Convert the material below into a Markdown table with the columns Row and Line, starting at the line containing "Where can you spot the light" and ending at the line containing "Where can you spot the crusty". Number each row and skip blank lines.

Dataset records:
>>>

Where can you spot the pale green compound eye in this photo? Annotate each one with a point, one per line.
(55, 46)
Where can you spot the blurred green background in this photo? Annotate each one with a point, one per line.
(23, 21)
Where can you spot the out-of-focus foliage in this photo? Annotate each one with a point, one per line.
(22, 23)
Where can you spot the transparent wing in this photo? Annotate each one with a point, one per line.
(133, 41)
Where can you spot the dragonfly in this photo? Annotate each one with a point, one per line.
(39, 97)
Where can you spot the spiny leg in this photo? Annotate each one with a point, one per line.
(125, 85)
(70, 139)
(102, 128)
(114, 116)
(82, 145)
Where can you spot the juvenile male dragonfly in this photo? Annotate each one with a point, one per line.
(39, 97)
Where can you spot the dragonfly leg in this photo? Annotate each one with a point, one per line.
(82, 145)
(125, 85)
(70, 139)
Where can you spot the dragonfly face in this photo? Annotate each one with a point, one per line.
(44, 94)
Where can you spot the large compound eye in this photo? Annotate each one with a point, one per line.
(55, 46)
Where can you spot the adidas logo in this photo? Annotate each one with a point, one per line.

<<<
>>>

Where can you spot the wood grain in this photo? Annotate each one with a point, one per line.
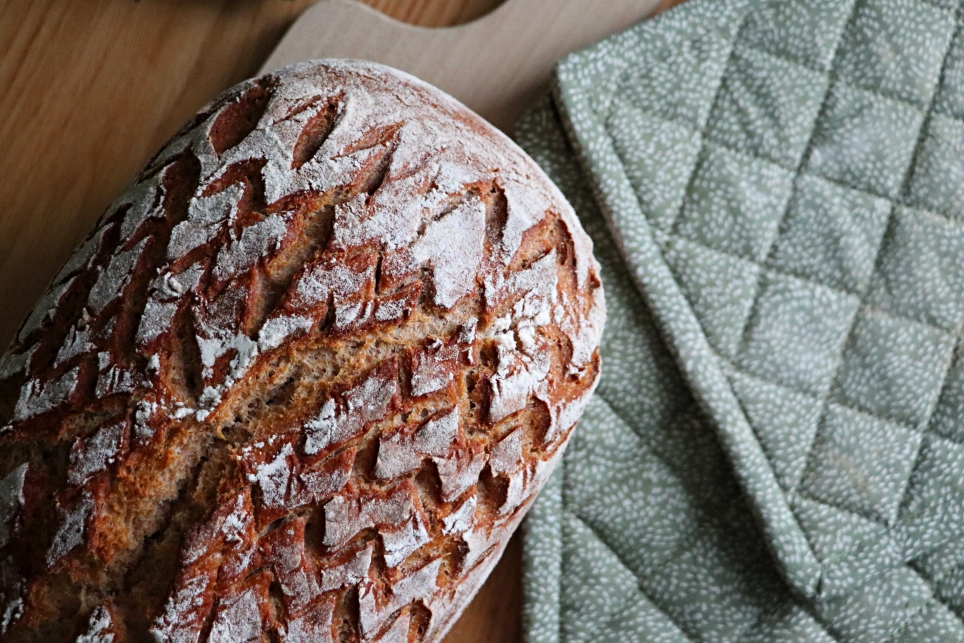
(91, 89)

<<<
>>>

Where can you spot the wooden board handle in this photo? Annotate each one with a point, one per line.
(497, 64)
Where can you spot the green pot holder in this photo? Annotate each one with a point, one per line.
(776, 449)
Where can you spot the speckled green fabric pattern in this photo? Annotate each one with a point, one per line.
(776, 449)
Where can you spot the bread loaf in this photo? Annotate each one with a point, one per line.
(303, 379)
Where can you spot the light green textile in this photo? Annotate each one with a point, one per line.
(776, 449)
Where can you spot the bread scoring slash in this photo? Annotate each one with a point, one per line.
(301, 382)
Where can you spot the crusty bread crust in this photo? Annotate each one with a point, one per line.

<<<

Answer to this problem:
| Row | Line |
|---|---|
| 1 | Where can you spot the light green textile in this photo? Annotate each one with a point, one per line. |
| 2 | (776, 449) |
| 3 | Where can you spot the bread scoring slash in this photo? Annotate each one with a point, one per line. |
| 4 | (301, 382) |
| 5 | Where can you spot the crusty bread crust in this photo? Annotate each one with a point, one per line. |